Amazon to ask court to block DoD's $10bn early Valentine's date with a Microsoft JEDI
Not keen to let them Hang Solo. (We're here all week.) Next Friday's filing aims to stop work before it begins on 11 Feb
Amazon Web Services is expecting a decision next month from a US court about whether the brakes will be slammed on the Pentagon's lucrative Joint Enterprise Defense Infrastructure (JEDI) contract awarded to Microsoft.
The filing (PDF), on 13 January, sets up the lawyer paydays schedule for key dates including 11 February, when AWS and Microsoft's lawyers have agreed to expect a court to decide on AWS's motion for a temporary restraining order. A preliminary injunction is also possibly on the cards.
The significance of February – and the reason for the sped-up negotiated schedule – is that three days before Valentine's, the $10bn mega-contract is supposed to begin, and, as the filing notes, "the United States has previously advised AWS and the Court [it] will begin on February 11, 2020," reiterating that "the United States' consistent position that the services to be procured under the Contract are urgently needed in support of national security."

#### [EXTRACTED DATA]
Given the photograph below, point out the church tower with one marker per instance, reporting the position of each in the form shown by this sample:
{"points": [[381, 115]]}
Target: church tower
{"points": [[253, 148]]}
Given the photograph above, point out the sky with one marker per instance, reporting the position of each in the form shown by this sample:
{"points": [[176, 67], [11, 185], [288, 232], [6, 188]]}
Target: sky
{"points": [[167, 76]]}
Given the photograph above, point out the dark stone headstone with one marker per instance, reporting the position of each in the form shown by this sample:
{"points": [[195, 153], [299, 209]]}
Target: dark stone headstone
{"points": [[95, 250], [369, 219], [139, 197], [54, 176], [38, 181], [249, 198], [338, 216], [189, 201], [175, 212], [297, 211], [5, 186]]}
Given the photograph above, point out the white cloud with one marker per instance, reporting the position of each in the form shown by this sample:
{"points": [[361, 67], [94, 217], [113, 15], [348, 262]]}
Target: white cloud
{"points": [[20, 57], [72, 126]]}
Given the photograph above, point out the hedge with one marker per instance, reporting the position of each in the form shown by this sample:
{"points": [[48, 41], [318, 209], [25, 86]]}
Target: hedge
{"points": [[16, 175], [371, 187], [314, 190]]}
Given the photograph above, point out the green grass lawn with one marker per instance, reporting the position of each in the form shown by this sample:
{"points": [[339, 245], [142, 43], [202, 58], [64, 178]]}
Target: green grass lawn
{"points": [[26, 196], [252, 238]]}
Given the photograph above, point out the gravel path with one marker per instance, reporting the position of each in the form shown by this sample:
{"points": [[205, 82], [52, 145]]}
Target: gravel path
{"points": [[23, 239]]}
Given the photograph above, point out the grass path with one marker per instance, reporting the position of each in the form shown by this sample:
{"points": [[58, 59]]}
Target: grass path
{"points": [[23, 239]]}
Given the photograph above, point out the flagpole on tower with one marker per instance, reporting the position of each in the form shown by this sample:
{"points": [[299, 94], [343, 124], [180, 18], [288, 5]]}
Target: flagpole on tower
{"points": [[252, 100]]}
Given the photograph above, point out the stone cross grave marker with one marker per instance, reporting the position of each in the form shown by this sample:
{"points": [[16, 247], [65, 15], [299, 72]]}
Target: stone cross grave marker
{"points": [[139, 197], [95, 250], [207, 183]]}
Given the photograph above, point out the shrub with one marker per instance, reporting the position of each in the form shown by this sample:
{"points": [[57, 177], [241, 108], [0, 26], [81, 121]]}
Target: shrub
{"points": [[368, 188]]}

#### [EXERCISE OBJECTIVE]
In the article about Amazon's challenge to the Pentagon's JEDI contract, on what date is the contract supposed to begin?

#### [SOLUTION TO THIS PROBLEM]
February 11, 2020